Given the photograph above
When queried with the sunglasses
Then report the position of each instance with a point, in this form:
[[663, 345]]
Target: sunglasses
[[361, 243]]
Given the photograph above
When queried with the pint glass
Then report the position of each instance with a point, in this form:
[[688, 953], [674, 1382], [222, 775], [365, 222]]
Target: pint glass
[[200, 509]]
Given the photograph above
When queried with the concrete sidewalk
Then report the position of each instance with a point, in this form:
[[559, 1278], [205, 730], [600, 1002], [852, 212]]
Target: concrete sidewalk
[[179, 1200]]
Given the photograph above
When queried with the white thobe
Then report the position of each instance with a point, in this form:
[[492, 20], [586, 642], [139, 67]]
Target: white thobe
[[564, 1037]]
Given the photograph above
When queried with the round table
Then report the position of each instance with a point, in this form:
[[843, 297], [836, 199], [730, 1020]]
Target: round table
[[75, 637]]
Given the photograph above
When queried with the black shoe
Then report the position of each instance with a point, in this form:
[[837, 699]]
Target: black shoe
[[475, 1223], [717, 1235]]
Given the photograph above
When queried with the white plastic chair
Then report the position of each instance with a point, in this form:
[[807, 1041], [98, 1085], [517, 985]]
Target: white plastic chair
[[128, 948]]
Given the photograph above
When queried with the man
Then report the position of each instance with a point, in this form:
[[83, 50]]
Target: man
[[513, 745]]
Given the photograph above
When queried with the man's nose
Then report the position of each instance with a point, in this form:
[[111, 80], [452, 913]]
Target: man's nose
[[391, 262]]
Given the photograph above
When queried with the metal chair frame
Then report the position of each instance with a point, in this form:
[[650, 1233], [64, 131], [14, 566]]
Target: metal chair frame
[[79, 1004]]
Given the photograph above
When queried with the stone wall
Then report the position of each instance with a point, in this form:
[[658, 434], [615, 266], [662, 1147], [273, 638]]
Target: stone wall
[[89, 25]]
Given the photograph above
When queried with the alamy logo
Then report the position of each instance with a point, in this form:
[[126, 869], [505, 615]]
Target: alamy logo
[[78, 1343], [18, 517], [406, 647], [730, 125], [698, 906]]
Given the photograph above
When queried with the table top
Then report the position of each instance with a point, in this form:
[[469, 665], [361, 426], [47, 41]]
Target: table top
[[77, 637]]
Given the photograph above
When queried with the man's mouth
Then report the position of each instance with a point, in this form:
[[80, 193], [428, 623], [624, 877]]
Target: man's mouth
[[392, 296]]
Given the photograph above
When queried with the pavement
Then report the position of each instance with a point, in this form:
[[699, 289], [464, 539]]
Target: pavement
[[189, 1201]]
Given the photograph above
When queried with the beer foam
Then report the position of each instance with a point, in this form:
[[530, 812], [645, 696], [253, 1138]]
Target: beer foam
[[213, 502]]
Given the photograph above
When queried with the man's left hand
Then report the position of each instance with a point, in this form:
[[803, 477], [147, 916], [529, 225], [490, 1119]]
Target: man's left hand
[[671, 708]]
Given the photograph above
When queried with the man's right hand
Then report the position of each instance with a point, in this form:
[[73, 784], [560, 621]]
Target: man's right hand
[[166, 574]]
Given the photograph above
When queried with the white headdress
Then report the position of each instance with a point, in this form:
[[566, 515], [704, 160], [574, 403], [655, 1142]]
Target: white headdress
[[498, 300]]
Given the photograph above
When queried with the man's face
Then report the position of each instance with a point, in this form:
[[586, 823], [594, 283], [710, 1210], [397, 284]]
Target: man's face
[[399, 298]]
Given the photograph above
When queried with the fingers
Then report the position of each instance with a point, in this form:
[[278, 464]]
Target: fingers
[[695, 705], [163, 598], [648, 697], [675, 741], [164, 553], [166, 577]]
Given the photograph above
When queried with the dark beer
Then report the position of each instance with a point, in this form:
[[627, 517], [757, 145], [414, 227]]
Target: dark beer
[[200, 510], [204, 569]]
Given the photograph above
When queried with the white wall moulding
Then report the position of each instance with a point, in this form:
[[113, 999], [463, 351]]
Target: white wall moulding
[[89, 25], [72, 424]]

....

THE EXERCISE>
Reproduce the stretch of material from its beginning through the line containing "[[200, 509]]", with "sunglasses" changed to "eyeglasses" wherever it occurs and nothing else altered.

FULL OUTPUT>
Given the photograph above
When queried with the eyeglasses
Then report the position of each instance with a point, in this form:
[[663, 345]]
Target: eyeglasses
[[361, 243]]
Given the photograph above
When queried with the pint glass
Then report the position of each instance with a point, in this form:
[[688, 953], [674, 1382], [222, 775], [365, 222]]
Target: pint glass
[[200, 509]]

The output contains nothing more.